Turns out, the re-test found the original results to be false and the CBC issued a retraction. I found the entire situation – the intent of the story, the failing of the evidence, and the retraction – confusing. Clearly, the CBC wouldn’t have done the story unless they were determined to find something untoward? But why? For what reason would the CBC try to sell Canadians doubt about natural health? Don’t most Canadians understand that natural, preventative health practices and products are of huge benefit to us, individually, and – collectively, in terms of reduction of health care costs?
Every day I witnessed extraordinary extensions of kindness, compassion and love, from the Pure North staff to the patients.
That July two years ago, Pure North S’Energy was strategically attacked by the CBC through radio, television, print and online, based on the allegation that an elderly woman (uninjured) was over-prescribed Vitamin D at a Calgary clinic.
----
■ What you need to do ■
**1)** List every media channel through which, according to the passage about the CBC and Pure North, the CBC attacked Pure North S'Energy.
**2)** Continue the passage about the CBC and Pure North from its last sentence, writing a few more sentences in the same first-person voice.
The records that follow come from a separate source and are unrelated to the passage above.
----
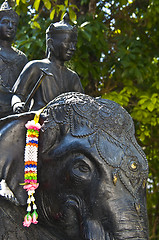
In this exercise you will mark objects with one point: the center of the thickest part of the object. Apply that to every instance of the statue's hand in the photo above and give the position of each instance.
(19, 107)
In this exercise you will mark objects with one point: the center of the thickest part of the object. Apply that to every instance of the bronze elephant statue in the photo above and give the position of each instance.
(91, 173)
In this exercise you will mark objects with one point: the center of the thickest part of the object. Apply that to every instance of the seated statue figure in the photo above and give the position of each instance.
(61, 39)
(12, 60)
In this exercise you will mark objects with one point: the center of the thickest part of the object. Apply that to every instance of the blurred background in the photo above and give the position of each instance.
(117, 57)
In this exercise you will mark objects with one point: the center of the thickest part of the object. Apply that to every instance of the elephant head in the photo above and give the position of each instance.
(91, 171)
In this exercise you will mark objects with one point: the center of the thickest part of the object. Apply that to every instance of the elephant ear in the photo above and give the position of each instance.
(12, 145)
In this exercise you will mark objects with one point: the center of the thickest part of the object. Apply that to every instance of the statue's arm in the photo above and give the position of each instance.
(77, 86)
(24, 84)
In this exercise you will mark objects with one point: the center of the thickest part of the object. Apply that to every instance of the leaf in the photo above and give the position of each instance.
(36, 4)
(52, 14)
(66, 3)
(47, 4)
(151, 106)
(17, 2)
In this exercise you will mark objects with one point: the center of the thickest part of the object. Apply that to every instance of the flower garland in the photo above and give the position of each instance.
(30, 175)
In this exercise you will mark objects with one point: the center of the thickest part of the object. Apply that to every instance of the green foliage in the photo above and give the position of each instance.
(117, 57)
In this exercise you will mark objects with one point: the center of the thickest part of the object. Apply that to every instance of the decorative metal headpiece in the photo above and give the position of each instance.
(61, 27)
(5, 9)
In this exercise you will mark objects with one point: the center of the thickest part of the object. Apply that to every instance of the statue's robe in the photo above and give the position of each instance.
(62, 80)
(11, 64)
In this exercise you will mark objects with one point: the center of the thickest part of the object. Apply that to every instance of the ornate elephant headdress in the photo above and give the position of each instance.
(107, 126)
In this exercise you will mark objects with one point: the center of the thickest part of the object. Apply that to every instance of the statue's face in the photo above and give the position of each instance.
(8, 28)
(65, 46)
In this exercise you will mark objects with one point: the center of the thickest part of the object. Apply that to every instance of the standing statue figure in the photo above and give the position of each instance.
(12, 60)
(61, 39)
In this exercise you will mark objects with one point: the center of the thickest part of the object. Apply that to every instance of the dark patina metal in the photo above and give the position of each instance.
(61, 39)
(91, 172)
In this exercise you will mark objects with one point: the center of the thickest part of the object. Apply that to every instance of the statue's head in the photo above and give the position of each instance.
(8, 22)
(61, 39)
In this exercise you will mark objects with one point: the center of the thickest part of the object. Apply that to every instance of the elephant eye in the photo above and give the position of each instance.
(82, 167)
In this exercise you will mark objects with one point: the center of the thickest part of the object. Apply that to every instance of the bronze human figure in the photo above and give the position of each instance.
(12, 60)
(61, 39)
(91, 173)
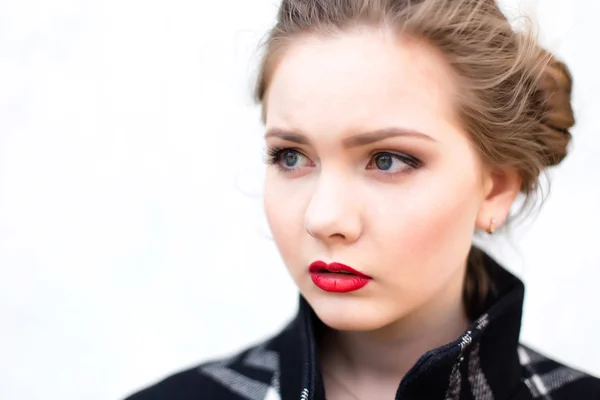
----
■ Exercise results ■
**1)** Radio, television, print, online

**2)**
As a result, Pure North S’Energy Foundation lost their provincial funding. The organization, still operating, is now seeking $6 million in damages from the national broadcaster and two of its reporters, Charles Rusnell and Jennie Russell.
Why would our national broadcaster seek to destroy an organization that deserves to be celebrated?
From there, the CBC’s anti-natural health campaign ramped up. Individual chiropractors, naturopaths, homeopaths, and other practitioners, many friends of HANS, were publicly victimized by way of condescending, invalidating, misleading terminology and accusations. The CBC’s approach to natural health indicated something much more sinister than a mere media bias.